= Given problem =
Copy the records word for word, starting at the line containing "stem, one point per instance." and continuing through the final line of the records, with both ends included.

─── Excerpted data

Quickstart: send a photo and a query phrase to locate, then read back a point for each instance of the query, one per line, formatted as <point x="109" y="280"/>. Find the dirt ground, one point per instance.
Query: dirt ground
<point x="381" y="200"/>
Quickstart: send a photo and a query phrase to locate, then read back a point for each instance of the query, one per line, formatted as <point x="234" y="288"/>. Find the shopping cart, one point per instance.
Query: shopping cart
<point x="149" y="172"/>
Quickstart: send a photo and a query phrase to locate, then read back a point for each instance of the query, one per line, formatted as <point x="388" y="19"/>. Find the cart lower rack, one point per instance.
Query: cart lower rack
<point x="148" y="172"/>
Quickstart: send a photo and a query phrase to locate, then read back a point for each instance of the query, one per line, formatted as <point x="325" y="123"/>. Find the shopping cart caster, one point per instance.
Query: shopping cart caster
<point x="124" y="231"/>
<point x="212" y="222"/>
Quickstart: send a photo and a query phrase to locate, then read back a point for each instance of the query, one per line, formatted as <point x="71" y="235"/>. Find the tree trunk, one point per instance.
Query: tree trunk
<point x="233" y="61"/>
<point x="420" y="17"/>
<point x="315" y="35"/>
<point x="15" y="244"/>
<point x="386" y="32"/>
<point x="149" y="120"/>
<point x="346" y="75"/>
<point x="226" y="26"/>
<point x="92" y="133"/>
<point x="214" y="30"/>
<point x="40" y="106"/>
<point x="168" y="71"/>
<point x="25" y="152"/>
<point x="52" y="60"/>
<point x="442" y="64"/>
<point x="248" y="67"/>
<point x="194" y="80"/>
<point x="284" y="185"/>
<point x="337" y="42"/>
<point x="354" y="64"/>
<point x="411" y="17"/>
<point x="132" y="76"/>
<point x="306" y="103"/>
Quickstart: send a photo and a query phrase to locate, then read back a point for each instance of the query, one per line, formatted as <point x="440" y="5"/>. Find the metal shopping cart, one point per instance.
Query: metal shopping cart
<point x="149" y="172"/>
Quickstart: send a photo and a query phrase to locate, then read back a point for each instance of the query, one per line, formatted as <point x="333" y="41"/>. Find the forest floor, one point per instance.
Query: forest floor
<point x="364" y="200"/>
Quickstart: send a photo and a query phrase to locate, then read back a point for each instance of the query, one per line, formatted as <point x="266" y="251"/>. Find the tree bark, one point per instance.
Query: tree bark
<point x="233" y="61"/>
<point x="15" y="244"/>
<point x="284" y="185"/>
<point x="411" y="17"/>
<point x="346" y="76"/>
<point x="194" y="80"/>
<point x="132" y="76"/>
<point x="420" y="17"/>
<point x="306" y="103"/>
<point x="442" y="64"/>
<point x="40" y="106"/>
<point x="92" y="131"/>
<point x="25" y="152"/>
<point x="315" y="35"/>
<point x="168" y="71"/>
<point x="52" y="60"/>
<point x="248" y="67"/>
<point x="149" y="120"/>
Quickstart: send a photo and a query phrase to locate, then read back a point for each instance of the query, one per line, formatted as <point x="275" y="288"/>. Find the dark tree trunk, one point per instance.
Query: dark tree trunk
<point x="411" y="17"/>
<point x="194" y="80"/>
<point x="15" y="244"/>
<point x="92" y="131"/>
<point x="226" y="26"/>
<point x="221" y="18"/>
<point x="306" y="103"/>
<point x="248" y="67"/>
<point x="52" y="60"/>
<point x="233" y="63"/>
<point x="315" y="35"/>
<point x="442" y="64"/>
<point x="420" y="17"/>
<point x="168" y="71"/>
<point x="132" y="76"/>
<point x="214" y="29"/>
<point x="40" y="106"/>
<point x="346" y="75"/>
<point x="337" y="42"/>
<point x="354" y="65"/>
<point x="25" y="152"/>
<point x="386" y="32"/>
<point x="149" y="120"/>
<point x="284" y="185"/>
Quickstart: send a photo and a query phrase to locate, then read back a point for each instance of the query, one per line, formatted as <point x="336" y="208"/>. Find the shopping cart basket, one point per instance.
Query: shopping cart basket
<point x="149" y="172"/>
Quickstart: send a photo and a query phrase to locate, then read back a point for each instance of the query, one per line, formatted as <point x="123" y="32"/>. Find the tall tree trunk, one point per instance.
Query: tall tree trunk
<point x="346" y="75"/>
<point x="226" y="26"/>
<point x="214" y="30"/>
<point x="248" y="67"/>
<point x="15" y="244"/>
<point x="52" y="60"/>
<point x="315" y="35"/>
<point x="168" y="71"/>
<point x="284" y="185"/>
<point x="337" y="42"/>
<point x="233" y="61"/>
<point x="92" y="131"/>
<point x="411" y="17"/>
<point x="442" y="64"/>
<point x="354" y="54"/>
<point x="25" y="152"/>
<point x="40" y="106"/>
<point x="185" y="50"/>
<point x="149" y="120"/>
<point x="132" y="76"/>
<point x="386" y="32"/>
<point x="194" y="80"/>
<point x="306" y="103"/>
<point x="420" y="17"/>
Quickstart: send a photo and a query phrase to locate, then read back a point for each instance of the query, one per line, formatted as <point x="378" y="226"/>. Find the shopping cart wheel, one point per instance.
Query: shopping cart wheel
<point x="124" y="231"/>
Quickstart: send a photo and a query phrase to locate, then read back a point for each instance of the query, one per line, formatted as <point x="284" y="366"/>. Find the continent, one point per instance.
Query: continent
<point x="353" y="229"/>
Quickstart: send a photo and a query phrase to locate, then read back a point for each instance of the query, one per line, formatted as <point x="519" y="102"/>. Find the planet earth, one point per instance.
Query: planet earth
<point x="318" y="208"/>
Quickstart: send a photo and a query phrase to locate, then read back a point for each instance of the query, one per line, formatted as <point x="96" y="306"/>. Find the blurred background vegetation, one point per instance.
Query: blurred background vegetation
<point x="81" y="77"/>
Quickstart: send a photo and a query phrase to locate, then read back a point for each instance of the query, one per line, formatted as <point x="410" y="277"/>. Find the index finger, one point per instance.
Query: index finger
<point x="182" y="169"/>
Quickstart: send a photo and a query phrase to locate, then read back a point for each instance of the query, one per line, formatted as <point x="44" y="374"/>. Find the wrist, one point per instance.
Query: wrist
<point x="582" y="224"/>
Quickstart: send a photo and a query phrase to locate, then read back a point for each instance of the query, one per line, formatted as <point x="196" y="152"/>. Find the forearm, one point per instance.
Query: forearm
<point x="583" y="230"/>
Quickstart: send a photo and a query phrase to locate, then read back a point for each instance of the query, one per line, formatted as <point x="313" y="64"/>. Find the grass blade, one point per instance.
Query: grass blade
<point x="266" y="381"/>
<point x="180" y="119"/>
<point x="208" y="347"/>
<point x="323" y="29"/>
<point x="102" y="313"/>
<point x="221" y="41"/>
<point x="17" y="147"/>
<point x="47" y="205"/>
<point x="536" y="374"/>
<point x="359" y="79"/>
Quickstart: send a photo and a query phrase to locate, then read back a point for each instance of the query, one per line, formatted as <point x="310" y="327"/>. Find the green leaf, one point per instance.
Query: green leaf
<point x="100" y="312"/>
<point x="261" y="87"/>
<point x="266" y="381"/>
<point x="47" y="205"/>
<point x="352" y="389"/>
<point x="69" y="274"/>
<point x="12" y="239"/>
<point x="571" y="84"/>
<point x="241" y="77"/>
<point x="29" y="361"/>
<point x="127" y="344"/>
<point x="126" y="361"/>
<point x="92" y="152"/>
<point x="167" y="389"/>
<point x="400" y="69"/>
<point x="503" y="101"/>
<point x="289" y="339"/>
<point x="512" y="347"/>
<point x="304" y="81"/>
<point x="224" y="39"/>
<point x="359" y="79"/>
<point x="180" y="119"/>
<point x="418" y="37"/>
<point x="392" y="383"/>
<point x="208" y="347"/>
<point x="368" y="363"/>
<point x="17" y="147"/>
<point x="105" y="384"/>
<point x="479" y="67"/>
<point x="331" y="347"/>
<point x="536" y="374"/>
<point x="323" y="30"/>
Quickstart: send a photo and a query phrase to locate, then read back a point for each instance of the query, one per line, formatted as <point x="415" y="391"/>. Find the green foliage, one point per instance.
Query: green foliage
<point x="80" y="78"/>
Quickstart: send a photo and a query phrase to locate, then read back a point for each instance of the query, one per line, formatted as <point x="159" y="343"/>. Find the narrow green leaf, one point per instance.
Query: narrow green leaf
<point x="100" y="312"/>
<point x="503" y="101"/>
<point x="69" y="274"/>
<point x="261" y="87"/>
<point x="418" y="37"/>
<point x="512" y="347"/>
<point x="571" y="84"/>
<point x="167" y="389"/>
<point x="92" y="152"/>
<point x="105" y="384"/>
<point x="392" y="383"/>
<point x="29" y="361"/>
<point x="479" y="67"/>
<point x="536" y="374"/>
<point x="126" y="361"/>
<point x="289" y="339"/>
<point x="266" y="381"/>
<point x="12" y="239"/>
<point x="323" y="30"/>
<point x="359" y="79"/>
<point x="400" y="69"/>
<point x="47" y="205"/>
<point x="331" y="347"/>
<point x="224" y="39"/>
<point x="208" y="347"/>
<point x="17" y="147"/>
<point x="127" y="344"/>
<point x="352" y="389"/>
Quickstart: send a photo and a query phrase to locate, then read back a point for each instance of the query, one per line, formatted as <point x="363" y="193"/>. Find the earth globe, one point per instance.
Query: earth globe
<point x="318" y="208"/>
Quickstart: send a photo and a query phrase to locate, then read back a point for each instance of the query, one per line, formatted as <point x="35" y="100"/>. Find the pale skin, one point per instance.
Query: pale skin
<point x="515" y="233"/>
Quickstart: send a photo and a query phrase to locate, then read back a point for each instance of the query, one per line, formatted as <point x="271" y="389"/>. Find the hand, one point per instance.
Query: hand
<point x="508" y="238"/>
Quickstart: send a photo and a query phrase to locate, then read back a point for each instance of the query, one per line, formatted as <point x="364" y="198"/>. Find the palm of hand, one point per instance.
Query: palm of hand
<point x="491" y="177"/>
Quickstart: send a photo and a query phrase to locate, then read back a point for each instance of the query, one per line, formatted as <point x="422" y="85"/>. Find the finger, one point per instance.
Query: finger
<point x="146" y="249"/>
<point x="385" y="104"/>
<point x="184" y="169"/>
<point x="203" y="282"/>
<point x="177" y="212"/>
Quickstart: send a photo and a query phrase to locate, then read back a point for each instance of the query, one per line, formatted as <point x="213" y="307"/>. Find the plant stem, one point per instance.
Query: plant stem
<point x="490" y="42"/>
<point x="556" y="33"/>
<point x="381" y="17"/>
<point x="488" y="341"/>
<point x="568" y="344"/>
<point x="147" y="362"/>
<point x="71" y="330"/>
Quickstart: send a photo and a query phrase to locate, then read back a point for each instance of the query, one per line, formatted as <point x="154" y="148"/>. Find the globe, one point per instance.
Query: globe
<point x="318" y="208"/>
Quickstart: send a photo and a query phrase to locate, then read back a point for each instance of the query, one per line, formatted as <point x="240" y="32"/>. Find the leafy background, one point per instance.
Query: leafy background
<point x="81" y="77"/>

──────

= Result for this exercise =
Quickstart: send a photo and a query phrase to locate, then read back a point for each instance of the query, one per line, formatted as <point x="213" y="307"/>. Find the plant stem, one point per instance.
Query: plant stem
<point x="490" y="42"/>
<point x="556" y="33"/>
<point x="381" y="17"/>
<point x="488" y="341"/>
<point x="568" y="344"/>
<point x="147" y="362"/>
<point x="71" y="330"/>
Quickstart: send a photo and a query phrase to locate, then read back a point for each instance of the query, one per line, formatted as <point x="154" y="148"/>. Find the globe, one point per instance.
Query: globe
<point x="318" y="208"/>
Quickstart: send a photo and a query phrase to locate, then read back a point for each instance of the query, one per line, formatted as <point x="240" y="32"/>. Find the leafy background, one point per instance.
Query: leafy background
<point x="81" y="77"/>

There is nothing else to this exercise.